WORK TO COMPLETE ▸ Start at the line containing "[locate] bare tree (a point for each instance), sample [279,19]." and transcribe every line exactly through the end of the records below, and only those lines.

(begin)

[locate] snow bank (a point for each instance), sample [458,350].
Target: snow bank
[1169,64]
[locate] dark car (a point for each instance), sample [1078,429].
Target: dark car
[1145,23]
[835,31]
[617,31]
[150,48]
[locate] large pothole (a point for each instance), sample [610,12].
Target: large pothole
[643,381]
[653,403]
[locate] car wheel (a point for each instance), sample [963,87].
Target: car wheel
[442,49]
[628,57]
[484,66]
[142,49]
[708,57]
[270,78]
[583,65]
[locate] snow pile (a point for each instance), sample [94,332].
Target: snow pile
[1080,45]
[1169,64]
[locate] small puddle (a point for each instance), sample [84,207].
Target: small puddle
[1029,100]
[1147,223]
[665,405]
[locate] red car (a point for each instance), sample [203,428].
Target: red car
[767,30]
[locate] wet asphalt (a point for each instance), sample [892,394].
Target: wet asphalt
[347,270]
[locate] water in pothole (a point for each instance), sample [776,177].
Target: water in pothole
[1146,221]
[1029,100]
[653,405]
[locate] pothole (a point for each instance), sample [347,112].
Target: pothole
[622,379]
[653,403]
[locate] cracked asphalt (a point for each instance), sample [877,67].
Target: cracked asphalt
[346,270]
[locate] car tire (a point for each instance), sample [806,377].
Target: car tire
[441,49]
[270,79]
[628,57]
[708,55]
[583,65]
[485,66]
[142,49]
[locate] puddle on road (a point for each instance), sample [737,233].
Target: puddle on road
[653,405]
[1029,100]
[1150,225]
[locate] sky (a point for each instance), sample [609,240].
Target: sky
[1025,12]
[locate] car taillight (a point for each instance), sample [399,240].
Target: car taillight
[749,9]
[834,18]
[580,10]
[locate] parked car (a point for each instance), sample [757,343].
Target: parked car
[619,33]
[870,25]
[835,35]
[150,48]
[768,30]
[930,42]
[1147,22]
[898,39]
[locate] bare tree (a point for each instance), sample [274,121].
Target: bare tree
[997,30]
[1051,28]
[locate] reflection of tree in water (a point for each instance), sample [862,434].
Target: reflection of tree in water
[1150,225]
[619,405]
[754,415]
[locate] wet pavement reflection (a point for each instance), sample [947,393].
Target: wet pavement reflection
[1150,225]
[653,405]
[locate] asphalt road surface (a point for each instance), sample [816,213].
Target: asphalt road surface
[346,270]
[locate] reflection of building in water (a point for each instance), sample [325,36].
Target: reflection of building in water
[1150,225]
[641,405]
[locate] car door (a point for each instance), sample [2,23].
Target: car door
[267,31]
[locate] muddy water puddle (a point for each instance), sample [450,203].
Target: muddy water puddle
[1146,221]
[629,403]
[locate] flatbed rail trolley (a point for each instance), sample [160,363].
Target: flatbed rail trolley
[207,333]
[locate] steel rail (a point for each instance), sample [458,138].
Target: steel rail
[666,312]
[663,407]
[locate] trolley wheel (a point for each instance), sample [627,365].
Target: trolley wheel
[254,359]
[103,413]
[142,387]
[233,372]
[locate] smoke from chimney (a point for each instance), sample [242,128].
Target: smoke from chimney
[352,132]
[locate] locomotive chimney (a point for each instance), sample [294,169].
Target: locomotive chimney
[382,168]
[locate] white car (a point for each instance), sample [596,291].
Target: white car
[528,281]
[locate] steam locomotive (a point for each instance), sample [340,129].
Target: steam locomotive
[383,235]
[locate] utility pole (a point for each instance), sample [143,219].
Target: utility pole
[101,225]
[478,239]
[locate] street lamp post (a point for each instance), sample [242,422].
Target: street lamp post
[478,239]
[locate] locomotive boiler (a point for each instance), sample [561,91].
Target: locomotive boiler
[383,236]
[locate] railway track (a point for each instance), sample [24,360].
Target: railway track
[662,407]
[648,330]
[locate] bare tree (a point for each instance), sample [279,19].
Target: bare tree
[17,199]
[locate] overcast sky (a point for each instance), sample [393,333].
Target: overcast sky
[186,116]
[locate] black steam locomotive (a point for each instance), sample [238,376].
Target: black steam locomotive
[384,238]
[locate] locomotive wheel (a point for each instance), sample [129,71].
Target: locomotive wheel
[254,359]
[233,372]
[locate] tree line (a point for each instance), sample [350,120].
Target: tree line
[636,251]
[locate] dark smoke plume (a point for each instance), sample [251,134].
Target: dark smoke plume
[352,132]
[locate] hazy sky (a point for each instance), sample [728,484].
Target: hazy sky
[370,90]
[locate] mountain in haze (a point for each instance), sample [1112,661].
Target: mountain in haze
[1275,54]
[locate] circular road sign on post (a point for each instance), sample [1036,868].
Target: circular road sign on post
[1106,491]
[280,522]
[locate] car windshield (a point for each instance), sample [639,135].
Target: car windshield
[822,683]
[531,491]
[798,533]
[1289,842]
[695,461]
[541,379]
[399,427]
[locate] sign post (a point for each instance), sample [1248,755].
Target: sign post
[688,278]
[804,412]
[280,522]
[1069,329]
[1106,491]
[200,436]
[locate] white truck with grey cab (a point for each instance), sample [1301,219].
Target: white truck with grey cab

(end)

ANSWER TO THIS PROBLEM ▸
[locate] bare tree (a point for each instance), sample [279,19].
Target: bare tree
[17,199]
[locate] overcast sky (a point for each instance), sample [393,333].
Target: overcast sky
[186,116]
[locate] black steam locomotive (a point for each instance), sample [238,376].
Target: black steam locomotive
[384,238]
[locate] locomotive wheel (a point for each instance), sample [129,71].
Target: locomotive wheel
[254,359]
[233,372]
[locate] tree line (a point for each instance), sample [350,120].
Target: tree line
[636,251]
[locate] dark smoke plume (a point for each instance), sample [251,134].
Target: dark smoke plume
[352,132]
[locate] hazy sky (a point for each instance), sample [728,484].
Target: hazy sky
[370,90]
[locate] mountain in haze (a point for each instance), sample [1112,661].
Target: mountain in haze
[1275,54]
[locate] circular road sign on post (a point for each instance), sample [1036,868].
Target: circular road sign on post
[1106,491]
[280,522]
[locate] car windshield (a point for each instance), sample [639,135].
Target: car windshield
[822,683]
[531,491]
[798,533]
[1289,842]
[695,461]
[541,379]
[399,427]
[locate] sign post (a point for each instance), sample [1248,755].
Target: sign post
[688,278]
[804,412]
[280,522]
[1069,329]
[1106,491]
[200,436]
[locate] white truck with grey cab (a point for each instance), sample [1301,219].
Target: white truck with grey cab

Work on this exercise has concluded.